▸ **Listing**
--- START ---
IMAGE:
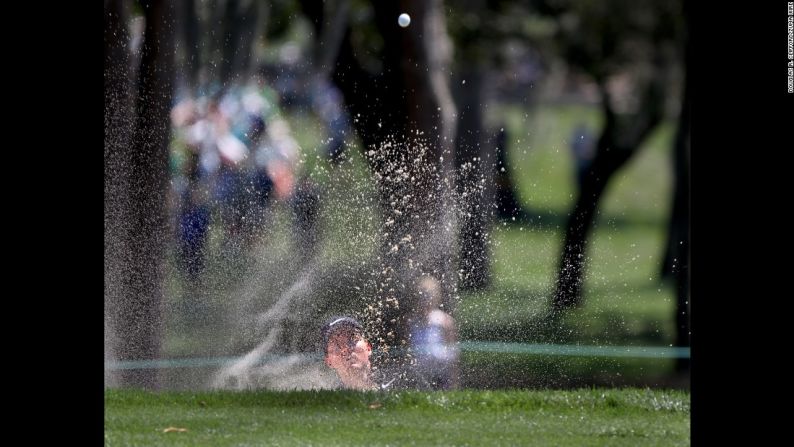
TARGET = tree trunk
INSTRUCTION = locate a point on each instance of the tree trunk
(139, 313)
(676, 262)
(118, 131)
(404, 116)
(619, 140)
(475, 162)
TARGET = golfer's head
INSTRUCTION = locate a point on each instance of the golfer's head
(346, 349)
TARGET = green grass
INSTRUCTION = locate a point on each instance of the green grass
(578, 417)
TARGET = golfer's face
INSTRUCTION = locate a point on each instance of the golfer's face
(348, 353)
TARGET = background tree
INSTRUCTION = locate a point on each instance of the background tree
(394, 84)
(136, 181)
(630, 50)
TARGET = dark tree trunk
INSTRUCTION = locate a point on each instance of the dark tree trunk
(475, 163)
(505, 196)
(188, 27)
(139, 313)
(619, 140)
(404, 116)
(118, 131)
(240, 24)
(676, 262)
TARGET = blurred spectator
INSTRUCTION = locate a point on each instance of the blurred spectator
(434, 337)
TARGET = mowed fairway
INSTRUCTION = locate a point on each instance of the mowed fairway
(550, 417)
--- END ---
Change every "locate" in the lines above to "mark", leaving everything else as it stands and omitting the pictures.

▸ **Answer for this exercise**
IMAGE:
TARGET = tree trunk
INSTRUCTION = mark a point on each instance of the tree trunk
(139, 313)
(676, 262)
(118, 131)
(404, 116)
(619, 140)
(475, 162)
TARGET = golfer's head
INSTRUCTION = mark a point on each instance of the golfer's head
(346, 349)
TARGET = green grass
INSTRUCTION = mark a point on each instance of the green grass
(578, 417)
TARGET = golfer's face
INSTRUCTION = mark a point on each instance of the golfer's face
(348, 353)
TARGET = background tree
INSTRUCTION = mark a point on each instance of the background tree
(394, 84)
(136, 181)
(630, 50)
TARGET = dark tree trunk
INSTRUCTION = mark a point on each instance of the dark tree trunk
(475, 163)
(505, 196)
(188, 27)
(139, 313)
(619, 140)
(404, 116)
(118, 131)
(240, 24)
(676, 262)
TARGET = blurred spectator
INSTRUCTION = mark a point on each instance of the blurred spectator
(434, 337)
TARGET = mowed fairway
INSTRUCTION = mark a point on each instance of the mowed fairway
(550, 417)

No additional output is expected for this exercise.